- [Task instructions]:
**a.** Answer these questions from the editorial, one line each, marked (i), (ii), (iii):
(i) On what date does the reader vow to exercise and watch their diet?
(ii) Where does the reader go to sign up?
(iii) How many minutes on the treadmill or stationary bicycle does the editorial call hard to even think about?
**b.** According to the editorial, why is the hardest time to get out the door to exercise right after the program's first excitement has gone away? Explain in one to three sentences.

- [Reading text]:

December 27, 2024
Editorial

What the Doctor Ordered

You started so well, vowing Jan. 1 to exercise regularly and watch your diet. You joined a gym or your local Y. You got the instructions on how to use the treadmill and the weight machines and you used them – for about a month. Then the novelty wore off but the pounds didn’t, your schedule got full and the promise you made early last month now seems conditional. By exercising regularly you meant when you could get to it and, well, you’re busy.

If this sounds familiar, join the rest of us. After the bounty of Christmas foods and celebration of New Year’s Eve, an exercise regimen started deep in winter that could improve health and looks sounded so sensible, so possible. But now it’s February and it’s hard to even think about another 30 minutes on that awful treadmill or stationary bicycle that got you seemingly nowhere.

Don’t give up. The hardest part about any exercise program is not the workout itself but getting to the gym or out the door for a hike or jog, and the hardest time to do that is right after the first excitement of the program has gone away, when the habit hasn’t become ingrained and the results of your efforts aren’t apparent to everyone else yet. It gets easier from here. The trick is to get from that original well-intentioned pledge to a lifelong exercise routine.

- [Data shown]:
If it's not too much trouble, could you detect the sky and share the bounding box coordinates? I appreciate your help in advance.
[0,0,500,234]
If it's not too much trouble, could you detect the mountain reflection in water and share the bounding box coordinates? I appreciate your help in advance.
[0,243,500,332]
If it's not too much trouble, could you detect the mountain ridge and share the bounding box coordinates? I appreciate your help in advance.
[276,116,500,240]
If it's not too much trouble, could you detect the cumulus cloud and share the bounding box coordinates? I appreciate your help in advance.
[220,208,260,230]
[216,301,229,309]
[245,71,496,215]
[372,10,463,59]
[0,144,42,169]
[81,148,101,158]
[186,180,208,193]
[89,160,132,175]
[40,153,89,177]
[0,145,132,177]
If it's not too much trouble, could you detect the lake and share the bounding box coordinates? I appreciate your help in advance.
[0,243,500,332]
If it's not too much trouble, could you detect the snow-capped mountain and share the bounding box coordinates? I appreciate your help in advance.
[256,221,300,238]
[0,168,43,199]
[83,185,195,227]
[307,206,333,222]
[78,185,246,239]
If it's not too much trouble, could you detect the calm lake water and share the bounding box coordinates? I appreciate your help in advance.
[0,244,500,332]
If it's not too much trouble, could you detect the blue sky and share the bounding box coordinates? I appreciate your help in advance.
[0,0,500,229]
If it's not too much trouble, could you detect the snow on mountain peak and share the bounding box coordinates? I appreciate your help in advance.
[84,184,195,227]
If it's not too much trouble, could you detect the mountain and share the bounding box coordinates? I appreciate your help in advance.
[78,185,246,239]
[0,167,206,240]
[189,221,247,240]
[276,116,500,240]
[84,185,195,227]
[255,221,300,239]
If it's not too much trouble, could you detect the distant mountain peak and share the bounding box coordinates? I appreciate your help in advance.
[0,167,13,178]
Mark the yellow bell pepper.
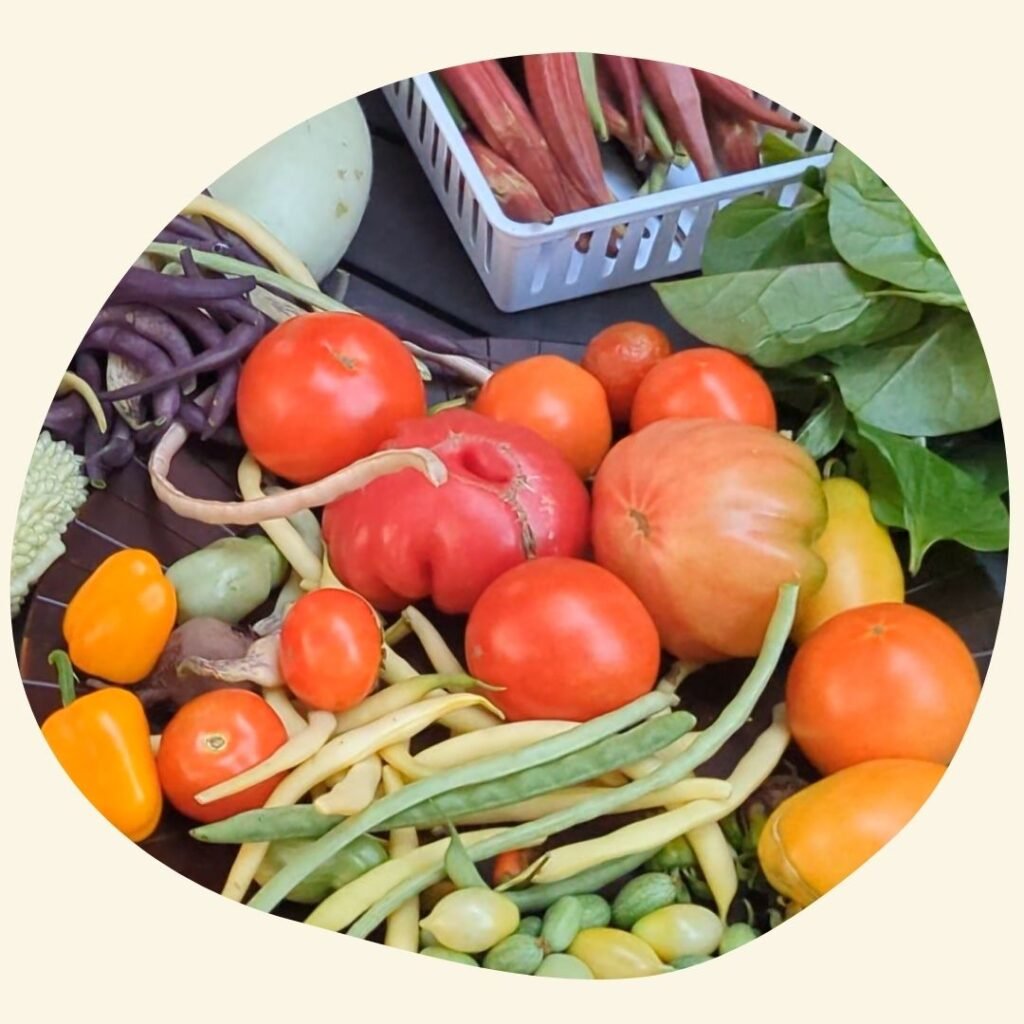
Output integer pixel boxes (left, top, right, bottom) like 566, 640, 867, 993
42, 651, 163, 843
63, 548, 177, 685
793, 476, 905, 644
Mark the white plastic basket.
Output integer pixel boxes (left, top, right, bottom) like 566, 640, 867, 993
383, 75, 835, 312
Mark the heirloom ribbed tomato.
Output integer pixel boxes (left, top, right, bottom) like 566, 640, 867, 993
466, 558, 662, 722
592, 420, 827, 664
324, 409, 590, 613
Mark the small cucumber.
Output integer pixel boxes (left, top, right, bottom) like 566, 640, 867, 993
718, 921, 760, 953
647, 836, 697, 871
420, 946, 480, 967
611, 871, 678, 931
541, 896, 583, 953
534, 953, 594, 978
577, 893, 611, 930
483, 933, 544, 974
516, 915, 544, 939
672, 953, 711, 971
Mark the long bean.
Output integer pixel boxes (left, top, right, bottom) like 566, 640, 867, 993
339, 584, 800, 938
249, 692, 676, 916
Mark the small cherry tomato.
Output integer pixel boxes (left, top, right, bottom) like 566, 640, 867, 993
280, 589, 383, 712
630, 348, 777, 431
473, 355, 611, 477
466, 558, 662, 722
237, 312, 427, 483
582, 321, 672, 423
157, 688, 288, 822
785, 603, 981, 775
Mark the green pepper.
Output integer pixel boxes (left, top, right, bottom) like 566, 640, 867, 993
256, 836, 388, 904
167, 535, 289, 626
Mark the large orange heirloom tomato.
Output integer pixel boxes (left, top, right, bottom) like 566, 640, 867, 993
592, 419, 827, 664
758, 759, 945, 907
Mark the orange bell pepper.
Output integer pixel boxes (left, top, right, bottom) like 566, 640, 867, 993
42, 650, 164, 843
63, 548, 177, 684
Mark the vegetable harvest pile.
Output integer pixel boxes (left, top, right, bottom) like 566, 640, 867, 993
11, 66, 1009, 979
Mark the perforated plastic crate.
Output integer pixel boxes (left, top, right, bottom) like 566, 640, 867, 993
383, 75, 835, 312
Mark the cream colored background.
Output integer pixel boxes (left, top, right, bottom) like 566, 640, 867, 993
0, 0, 1024, 1022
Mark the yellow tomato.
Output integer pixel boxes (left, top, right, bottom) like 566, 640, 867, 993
568, 928, 671, 978
793, 476, 904, 643
758, 759, 945, 907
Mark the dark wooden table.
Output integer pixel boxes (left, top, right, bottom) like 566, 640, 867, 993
14, 93, 1007, 913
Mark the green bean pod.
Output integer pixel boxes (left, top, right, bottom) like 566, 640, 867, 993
249, 691, 679, 911
189, 712, 695, 845
167, 535, 288, 626
255, 836, 388, 905
387, 711, 696, 828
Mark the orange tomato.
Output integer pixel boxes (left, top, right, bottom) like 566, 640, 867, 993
582, 321, 672, 423
630, 348, 777, 430
473, 355, 611, 477
785, 603, 981, 775
758, 759, 945, 906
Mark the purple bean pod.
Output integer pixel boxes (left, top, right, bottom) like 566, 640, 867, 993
166, 306, 224, 348
166, 214, 217, 242
100, 324, 262, 401
72, 349, 103, 394
207, 299, 270, 334
210, 220, 270, 269
80, 325, 173, 376
108, 266, 256, 305
200, 365, 241, 441
92, 305, 194, 382
95, 418, 135, 470
43, 394, 91, 441
178, 399, 246, 449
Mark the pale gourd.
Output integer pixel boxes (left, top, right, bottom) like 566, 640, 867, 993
210, 99, 373, 282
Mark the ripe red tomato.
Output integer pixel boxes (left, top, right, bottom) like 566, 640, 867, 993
582, 321, 672, 423
279, 589, 383, 712
157, 688, 288, 822
237, 313, 427, 483
630, 348, 777, 430
466, 558, 662, 722
473, 355, 611, 477
785, 603, 981, 774
785, 603, 981, 774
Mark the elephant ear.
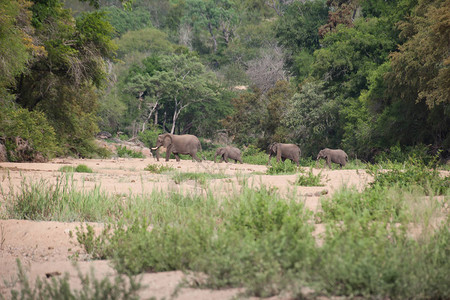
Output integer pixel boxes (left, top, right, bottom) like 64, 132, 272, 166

- [Answer section]:
**a.**
(i) Jan. 1
(ii) A gym or the local Y
(iii) 30 minutes

**b.** At that point the exercise habit hasn't become ingrained yet. The results of the effort also aren't yet apparent to everyone else.